● **Dataset records about object locations**

* * * * *

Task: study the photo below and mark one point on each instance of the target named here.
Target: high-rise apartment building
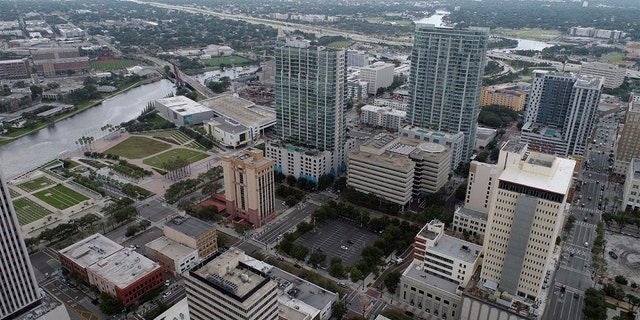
(311, 98)
(525, 218)
(447, 65)
(628, 144)
(310, 94)
(18, 285)
(561, 112)
(249, 186)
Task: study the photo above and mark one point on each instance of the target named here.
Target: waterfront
(38, 148)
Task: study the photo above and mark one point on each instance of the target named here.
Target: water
(47, 144)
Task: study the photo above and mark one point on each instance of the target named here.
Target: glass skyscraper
(310, 94)
(447, 66)
(18, 286)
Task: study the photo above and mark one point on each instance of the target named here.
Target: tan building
(513, 99)
(193, 233)
(628, 147)
(249, 186)
(525, 218)
(224, 286)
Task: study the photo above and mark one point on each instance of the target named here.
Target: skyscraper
(561, 112)
(310, 94)
(310, 110)
(447, 65)
(18, 286)
(525, 218)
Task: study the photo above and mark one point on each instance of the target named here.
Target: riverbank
(78, 109)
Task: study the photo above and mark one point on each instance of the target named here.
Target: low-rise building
(113, 269)
(383, 117)
(182, 110)
(193, 233)
(174, 257)
(441, 269)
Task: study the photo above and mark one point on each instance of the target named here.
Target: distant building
(382, 117)
(182, 110)
(441, 269)
(249, 186)
(174, 257)
(613, 75)
(631, 188)
(193, 233)
(15, 69)
(627, 146)
(378, 75)
(512, 99)
(113, 269)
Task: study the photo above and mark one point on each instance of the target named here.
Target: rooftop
(170, 248)
(241, 110)
(189, 225)
(124, 267)
(457, 248)
(182, 105)
(416, 272)
(90, 250)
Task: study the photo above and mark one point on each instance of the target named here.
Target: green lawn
(189, 155)
(29, 211)
(36, 184)
(116, 64)
(60, 197)
(228, 61)
(138, 147)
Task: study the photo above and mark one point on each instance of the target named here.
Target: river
(42, 146)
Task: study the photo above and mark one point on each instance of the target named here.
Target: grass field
(29, 211)
(189, 155)
(36, 184)
(138, 147)
(60, 197)
(105, 65)
(228, 61)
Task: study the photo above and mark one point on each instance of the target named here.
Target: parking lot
(338, 238)
(628, 252)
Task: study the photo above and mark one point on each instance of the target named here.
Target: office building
(310, 110)
(631, 188)
(378, 75)
(249, 186)
(447, 65)
(382, 117)
(18, 288)
(121, 272)
(525, 218)
(613, 75)
(455, 141)
(561, 112)
(15, 69)
(193, 233)
(182, 111)
(223, 286)
(627, 148)
(441, 269)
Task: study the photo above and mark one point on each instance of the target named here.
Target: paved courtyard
(338, 238)
(628, 251)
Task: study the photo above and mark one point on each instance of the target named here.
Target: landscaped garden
(138, 147)
(190, 156)
(36, 184)
(60, 197)
(28, 211)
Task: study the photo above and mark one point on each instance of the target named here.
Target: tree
(109, 305)
(391, 281)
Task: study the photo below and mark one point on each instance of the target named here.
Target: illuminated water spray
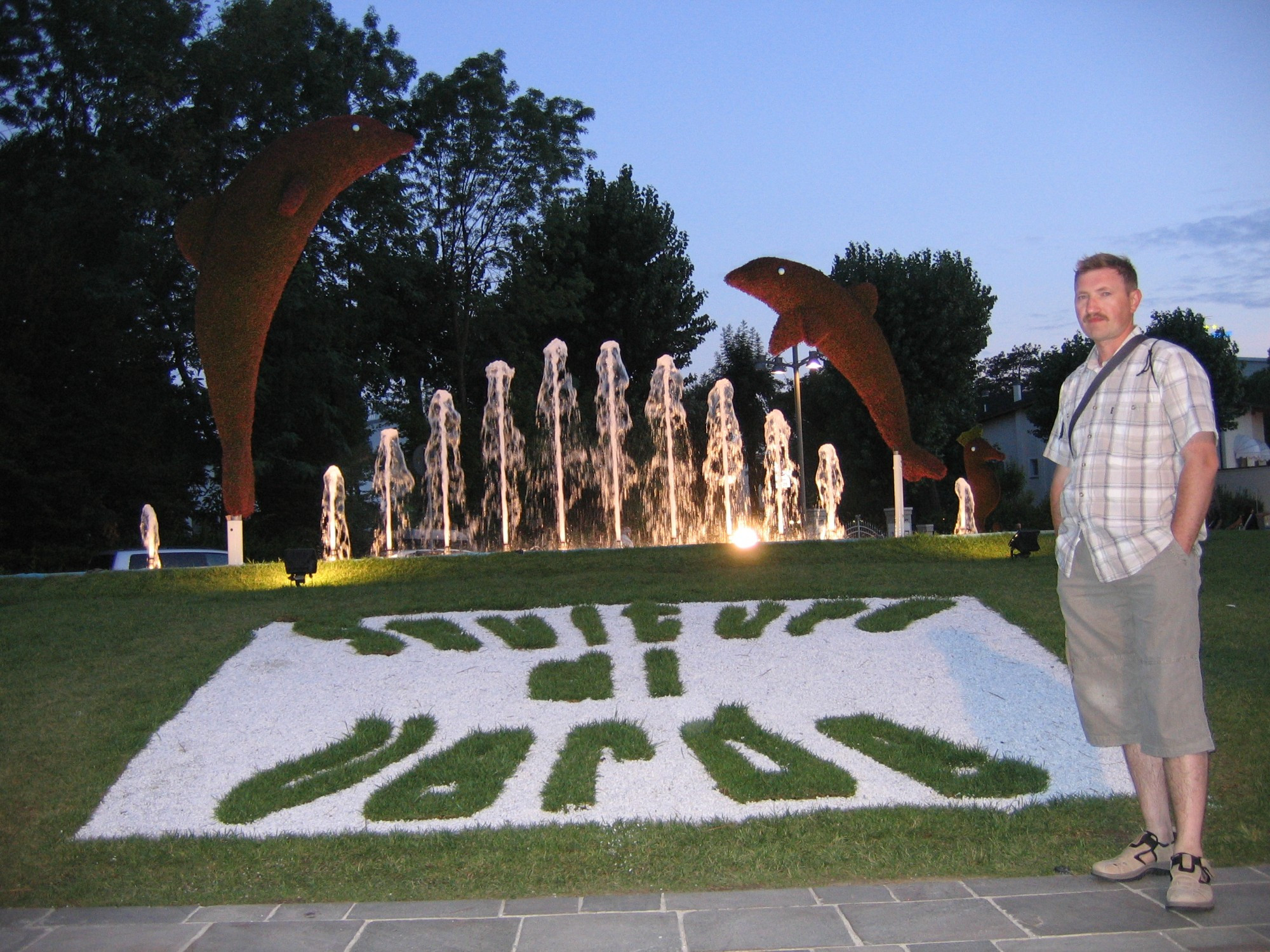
(444, 473)
(150, 536)
(670, 478)
(561, 473)
(780, 478)
(725, 464)
(504, 451)
(966, 525)
(335, 525)
(829, 487)
(393, 483)
(613, 422)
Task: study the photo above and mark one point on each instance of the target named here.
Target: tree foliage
(606, 263)
(115, 117)
(488, 162)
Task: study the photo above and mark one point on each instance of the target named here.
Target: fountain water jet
(780, 478)
(445, 475)
(393, 483)
(613, 422)
(670, 475)
(150, 536)
(335, 525)
(966, 525)
(830, 486)
(726, 461)
(504, 453)
(562, 470)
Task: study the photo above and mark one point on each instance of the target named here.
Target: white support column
(234, 539)
(899, 470)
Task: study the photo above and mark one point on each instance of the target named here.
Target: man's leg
(1188, 790)
(1150, 781)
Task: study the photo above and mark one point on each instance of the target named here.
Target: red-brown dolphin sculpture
(816, 309)
(977, 453)
(246, 242)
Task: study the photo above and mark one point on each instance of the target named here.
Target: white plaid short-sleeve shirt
(1125, 458)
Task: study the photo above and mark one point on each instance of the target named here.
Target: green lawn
(92, 666)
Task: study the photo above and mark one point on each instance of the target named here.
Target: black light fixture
(300, 564)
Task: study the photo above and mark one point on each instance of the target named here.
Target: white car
(171, 558)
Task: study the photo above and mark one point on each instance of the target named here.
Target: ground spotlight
(300, 564)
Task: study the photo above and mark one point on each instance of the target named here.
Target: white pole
(556, 402)
(502, 460)
(234, 539)
(899, 469)
(613, 454)
(670, 456)
(445, 478)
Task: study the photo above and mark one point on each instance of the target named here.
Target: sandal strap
(1153, 845)
(1197, 863)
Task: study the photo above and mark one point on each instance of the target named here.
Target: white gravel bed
(965, 673)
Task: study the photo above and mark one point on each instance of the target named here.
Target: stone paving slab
(277, 937)
(613, 932)
(1076, 913)
(1039, 885)
(440, 936)
(1221, 939)
(1106, 942)
(624, 903)
(130, 937)
(117, 916)
(741, 899)
(1238, 904)
(854, 894)
(542, 906)
(434, 909)
(932, 921)
(311, 912)
(772, 929)
(232, 915)
(929, 889)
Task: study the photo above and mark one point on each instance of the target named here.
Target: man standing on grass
(1136, 450)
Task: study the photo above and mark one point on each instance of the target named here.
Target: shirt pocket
(1142, 431)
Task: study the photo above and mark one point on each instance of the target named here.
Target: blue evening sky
(1023, 135)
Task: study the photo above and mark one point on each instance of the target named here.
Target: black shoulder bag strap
(1117, 360)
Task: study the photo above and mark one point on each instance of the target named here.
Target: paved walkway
(1039, 915)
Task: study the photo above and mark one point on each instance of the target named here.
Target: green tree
(490, 161)
(1055, 366)
(934, 312)
(606, 263)
(999, 375)
(742, 359)
(265, 69)
(1215, 350)
(95, 417)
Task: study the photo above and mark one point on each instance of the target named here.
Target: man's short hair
(1123, 266)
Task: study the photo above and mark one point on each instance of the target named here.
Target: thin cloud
(1219, 232)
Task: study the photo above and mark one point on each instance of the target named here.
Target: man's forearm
(1056, 496)
(1194, 488)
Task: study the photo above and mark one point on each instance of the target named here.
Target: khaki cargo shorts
(1133, 651)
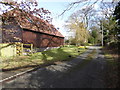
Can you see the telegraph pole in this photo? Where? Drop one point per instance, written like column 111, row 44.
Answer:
column 102, row 33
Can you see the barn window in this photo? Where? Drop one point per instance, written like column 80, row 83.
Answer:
column 29, row 20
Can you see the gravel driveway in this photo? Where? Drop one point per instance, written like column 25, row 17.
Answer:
column 67, row 74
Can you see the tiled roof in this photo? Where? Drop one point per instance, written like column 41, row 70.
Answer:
column 31, row 22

* * * * *

● **Problem details**
Return, word for word, every line from the line with "Can you see the telegraph" to the final line of the data.

● **Response**
Can you see the telegraph pole in this photo? Where? Drop one point per instance, written like column 111, row 44.
Answer:
column 102, row 33
Can you see the barn window in this photo? Where? Drop one point per instance, written like column 80, row 83.
Answer:
column 29, row 20
Can you see the gravel driveway in this photo? Where? Drop one point per instance, written like column 25, row 17.
Answer:
column 67, row 74
Can you see the tiled roof in this photo? Where? Drop one point per instance, written like column 41, row 70.
Answer:
column 31, row 22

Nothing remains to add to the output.